WHAT THE EXERCISE ASKS: Reproduce the lines below word for word, beginning with the line that contains "Where can the grassy knoll" and ending with the line that contains "x=70, y=435", both included.

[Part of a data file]

══════════════════════════════

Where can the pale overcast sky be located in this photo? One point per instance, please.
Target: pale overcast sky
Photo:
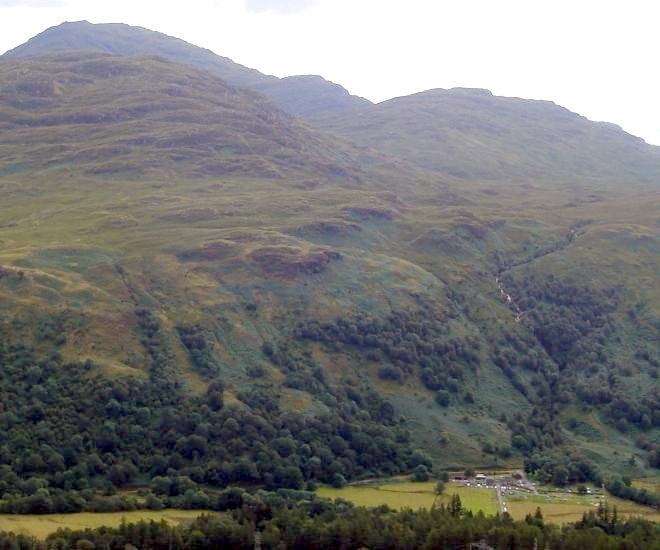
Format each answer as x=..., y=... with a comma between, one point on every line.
x=595, y=57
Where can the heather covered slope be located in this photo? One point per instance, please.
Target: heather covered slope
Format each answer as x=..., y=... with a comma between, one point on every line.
x=474, y=135
x=300, y=95
x=197, y=290
x=100, y=113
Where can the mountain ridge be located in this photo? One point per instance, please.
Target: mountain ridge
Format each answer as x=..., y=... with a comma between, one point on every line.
x=119, y=38
x=512, y=138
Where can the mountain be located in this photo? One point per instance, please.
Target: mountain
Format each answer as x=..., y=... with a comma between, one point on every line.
x=105, y=113
x=299, y=95
x=199, y=290
x=475, y=135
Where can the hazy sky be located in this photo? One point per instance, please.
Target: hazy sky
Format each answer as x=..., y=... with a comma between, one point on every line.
x=598, y=58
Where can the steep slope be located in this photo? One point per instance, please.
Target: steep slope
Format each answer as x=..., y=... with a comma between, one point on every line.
x=474, y=135
x=299, y=95
x=197, y=290
x=108, y=114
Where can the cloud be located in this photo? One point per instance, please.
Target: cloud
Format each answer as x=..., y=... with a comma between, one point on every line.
x=280, y=7
x=31, y=3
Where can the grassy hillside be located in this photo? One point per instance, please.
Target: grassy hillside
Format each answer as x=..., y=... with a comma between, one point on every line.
x=196, y=289
x=108, y=114
x=472, y=134
x=299, y=95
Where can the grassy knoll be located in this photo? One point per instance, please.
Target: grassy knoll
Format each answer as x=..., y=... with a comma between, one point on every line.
x=406, y=494
x=41, y=526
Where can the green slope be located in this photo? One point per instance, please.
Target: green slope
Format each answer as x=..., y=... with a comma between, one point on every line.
x=263, y=304
x=299, y=95
x=474, y=135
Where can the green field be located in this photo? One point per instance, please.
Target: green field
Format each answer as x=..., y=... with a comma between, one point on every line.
x=406, y=494
x=41, y=526
x=556, y=507
x=565, y=508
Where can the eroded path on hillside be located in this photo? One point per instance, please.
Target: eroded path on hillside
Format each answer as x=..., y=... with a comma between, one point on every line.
x=506, y=296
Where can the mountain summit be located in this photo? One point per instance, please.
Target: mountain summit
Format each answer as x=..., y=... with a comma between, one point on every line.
x=299, y=95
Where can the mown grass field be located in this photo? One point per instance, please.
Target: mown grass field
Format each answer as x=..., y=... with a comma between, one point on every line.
x=556, y=507
x=407, y=494
x=41, y=526
x=566, y=508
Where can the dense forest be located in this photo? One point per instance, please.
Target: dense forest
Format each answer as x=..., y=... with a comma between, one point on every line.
x=70, y=435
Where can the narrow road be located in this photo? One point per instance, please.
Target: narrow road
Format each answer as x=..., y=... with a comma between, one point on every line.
x=500, y=499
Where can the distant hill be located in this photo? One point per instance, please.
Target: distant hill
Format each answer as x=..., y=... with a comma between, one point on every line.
x=200, y=290
x=299, y=95
x=475, y=135
x=106, y=114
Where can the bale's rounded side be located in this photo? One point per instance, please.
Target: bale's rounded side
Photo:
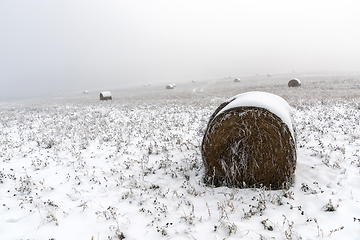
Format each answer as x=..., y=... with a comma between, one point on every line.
x=248, y=146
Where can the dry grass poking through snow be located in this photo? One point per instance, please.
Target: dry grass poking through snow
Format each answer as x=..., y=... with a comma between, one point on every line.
x=74, y=169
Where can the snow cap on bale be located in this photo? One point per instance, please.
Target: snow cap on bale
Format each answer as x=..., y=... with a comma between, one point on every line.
x=105, y=96
x=250, y=141
x=170, y=86
x=294, y=83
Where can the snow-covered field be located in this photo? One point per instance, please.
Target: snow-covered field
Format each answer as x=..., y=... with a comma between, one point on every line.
x=79, y=168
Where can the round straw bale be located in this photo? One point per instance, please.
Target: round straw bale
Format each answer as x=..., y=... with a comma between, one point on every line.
x=250, y=143
x=294, y=83
x=105, y=96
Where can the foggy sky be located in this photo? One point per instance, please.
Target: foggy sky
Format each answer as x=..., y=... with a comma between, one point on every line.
x=57, y=46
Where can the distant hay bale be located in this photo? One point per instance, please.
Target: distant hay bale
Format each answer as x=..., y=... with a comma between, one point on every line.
x=294, y=83
x=246, y=144
x=170, y=86
x=105, y=96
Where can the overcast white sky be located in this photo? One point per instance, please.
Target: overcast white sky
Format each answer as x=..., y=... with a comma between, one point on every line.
x=65, y=45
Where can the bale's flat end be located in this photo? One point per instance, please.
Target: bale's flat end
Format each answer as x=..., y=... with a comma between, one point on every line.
x=246, y=147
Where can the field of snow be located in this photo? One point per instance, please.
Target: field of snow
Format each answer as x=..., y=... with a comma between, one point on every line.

══════════════════════════════

FINISHED ANSWER:
Where can the grassy knoll be located in this photo? One point per instance, please.
Target: grassy knoll
Format each answer as x=..., y=... with a comma between, one point on every line.
x=406, y=494
x=41, y=526
Where can the green slope be located in this photo? One point per instance, please.
Target: green slope
Format each answer as x=..., y=... with a comma between, one point on every line.
x=263, y=304
x=299, y=95
x=474, y=135
Where can the green field be located in this photo? One point per instance, please.
Target: green field
Format each answer as x=..., y=... with a comma between, one point on every line.
x=406, y=494
x=41, y=526
x=556, y=507
x=565, y=508
Where can the eroded path on hillside be located in this photo? One point per instance, please.
Target: eroded path on hillside
Format each answer as x=..., y=... with a comma between, one point on every line.
x=506, y=296
Where can the mountain summit be located in this photo? One point per instance, please.
Target: mountain summit
Format each answer as x=..., y=... with a comma between, one point on every line.
x=299, y=95
Where can the mown grass field be located in this photo? One point per instance, please.
Target: mown grass field
Format each answer as x=..., y=... with a comma between, one point on every line.
x=556, y=507
x=407, y=494
x=41, y=526
x=566, y=508
Where can the dense forest be located in this photo? One point per instance, please.
Target: dense forest
Format each answer as x=..., y=... with a comma between, one point on every line.
x=70, y=435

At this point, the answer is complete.